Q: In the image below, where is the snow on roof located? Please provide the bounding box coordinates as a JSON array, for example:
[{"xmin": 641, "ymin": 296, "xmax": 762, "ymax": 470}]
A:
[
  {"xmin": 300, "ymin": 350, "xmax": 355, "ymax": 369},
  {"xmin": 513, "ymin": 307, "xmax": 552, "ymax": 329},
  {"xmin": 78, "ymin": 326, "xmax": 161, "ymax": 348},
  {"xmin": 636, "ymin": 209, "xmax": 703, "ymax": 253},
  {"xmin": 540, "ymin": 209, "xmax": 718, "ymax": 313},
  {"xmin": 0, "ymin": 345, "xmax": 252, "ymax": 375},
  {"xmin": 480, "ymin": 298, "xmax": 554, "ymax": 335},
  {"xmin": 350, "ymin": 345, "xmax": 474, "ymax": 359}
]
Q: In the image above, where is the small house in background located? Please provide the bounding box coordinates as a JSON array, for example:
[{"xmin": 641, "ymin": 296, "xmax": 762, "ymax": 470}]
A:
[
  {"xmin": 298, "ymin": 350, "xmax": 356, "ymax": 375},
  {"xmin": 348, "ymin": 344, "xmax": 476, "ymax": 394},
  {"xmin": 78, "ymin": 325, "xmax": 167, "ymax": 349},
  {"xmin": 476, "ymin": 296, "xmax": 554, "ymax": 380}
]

────────────────────

▶ **ASSIGNED TASK**: Lines with "Please" in the records above: copy every one of them.

▶ **EXERCISE OUTPUT**:
Q: In the image below, where is the snow on roof located? Please provide the bounding box coordinates as a JSON array, for example:
Q: In the image above, where is the small house in background located? Please provide the bounding box coordinates as a JSON array, for example:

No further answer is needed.